## start DATA RECORDS

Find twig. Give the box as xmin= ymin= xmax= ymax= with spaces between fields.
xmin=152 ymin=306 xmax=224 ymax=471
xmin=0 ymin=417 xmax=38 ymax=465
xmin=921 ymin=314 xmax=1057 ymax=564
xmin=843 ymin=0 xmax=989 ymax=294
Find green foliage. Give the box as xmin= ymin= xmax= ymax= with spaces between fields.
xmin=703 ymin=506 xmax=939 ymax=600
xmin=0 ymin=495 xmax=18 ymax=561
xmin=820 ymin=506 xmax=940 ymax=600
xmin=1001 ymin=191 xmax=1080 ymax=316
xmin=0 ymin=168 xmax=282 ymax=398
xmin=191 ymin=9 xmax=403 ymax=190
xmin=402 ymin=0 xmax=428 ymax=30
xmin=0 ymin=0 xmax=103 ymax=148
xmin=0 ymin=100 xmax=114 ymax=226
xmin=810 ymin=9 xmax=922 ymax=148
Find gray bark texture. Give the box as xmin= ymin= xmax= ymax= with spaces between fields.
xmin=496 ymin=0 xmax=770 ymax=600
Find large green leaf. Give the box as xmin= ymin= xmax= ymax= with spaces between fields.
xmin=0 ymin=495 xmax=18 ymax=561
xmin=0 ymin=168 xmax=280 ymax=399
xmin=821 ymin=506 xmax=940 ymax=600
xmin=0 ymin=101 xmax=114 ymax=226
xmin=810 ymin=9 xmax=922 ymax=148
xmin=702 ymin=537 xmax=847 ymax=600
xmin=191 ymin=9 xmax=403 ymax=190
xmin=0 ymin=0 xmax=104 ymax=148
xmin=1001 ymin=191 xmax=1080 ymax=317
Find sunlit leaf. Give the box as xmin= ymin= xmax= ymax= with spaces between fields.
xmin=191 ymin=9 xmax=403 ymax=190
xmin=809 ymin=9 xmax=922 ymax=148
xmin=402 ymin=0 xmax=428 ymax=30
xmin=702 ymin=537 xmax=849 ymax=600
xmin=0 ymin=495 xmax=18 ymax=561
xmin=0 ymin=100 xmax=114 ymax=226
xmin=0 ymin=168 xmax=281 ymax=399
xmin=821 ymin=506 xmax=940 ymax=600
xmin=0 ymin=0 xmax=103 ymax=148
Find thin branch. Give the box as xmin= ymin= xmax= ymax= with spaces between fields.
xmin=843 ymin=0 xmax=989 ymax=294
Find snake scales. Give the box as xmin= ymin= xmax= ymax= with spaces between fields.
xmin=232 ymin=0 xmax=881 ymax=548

## end DATA RECORDS

■ **TASK**
Please recast the data above as a two-column CSV with the headers text and answer. Put each text and its answer on one row, with each field in quotes and its line breaks replaced by spaces.

■ **FULL ANSWER**
text,answer
"Find twig. Give the box as xmin= ymin= xmax= ymax= with spaces between fields.","xmin=152 ymin=306 xmax=224 ymax=471 xmin=0 ymin=417 xmax=38 ymax=465 xmin=921 ymin=314 xmax=1057 ymax=564 xmin=843 ymin=0 xmax=989 ymax=294"
"Find green foliage. Give the box as xmin= ymin= xmax= ymax= with spaces between fields.","xmin=703 ymin=506 xmax=939 ymax=600 xmin=0 ymin=495 xmax=18 ymax=561 xmin=820 ymin=506 xmax=940 ymax=600 xmin=1001 ymin=191 xmax=1080 ymax=316 xmin=0 ymin=168 xmax=282 ymax=398 xmin=191 ymin=9 xmax=403 ymax=190 xmin=402 ymin=0 xmax=428 ymax=30 xmin=0 ymin=0 xmax=103 ymax=148 xmin=0 ymin=100 xmax=114 ymax=226 xmin=810 ymin=9 xmax=922 ymax=148"
"Find gray bark texture. Give the box as xmin= ymin= xmax= ymax= with spaces between fields.","xmin=496 ymin=0 xmax=770 ymax=600"
"Find large green leaf. Give the box as xmin= ymin= xmax= ymax= with spaces between fields.","xmin=0 ymin=495 xmax=18 ymax=561 xmin=0 ymin=168 xmax=280 ymax=399 xmin=821 ymin=506 xmax=940 ymax=600 xmin=0 ymin=101 xmax=114 ymax=226 xmin=810 ymin=9 xmax=922 ymax=148 xmin=702 ymin=537 xmax=847 ymax=600 xmin=191 ymin=9 xmax=403 ymax=190 xmin=0 ymin=0 xmax=104 ymax=148 xmin=1001 ymin=191 xmax=1080 ymax=317"
"Find sunlit leaf. Give the box as xmin= ymin= xmax= ymax= with spaces between fields.","xmin=191 ymin=9 xmax=403 ymax=190 xmin=809 ymin=9 xmax=922 ymax=148 xmin=402 ymin=0 xmax=428 ymax=30 xmin=702 ymin=537 xmax=849 ymax=600 xmin=0 ymin=495 xmax=18 ymax=561 xmin=0 ymin=100 xmax=114 ymax=226 xmin=0 ymin=168 xmax=281 ymax=399 xmin=821 ymin=506 xmax=940 ymax=600 xmin=0 ymin=0 xmax=103 ymax=148"
"Find thin branch. Give the box as xmin= ymin= xmax= ymax= with spaces between fields.","xmin=843 ymin=0 xmax=989 ymax=294"
"Find snake scales. Give the box as xmin= ymin= xmax= ymax= with spaces between fields.","xmin=232 ymin=0 xmax=881 ymax=548"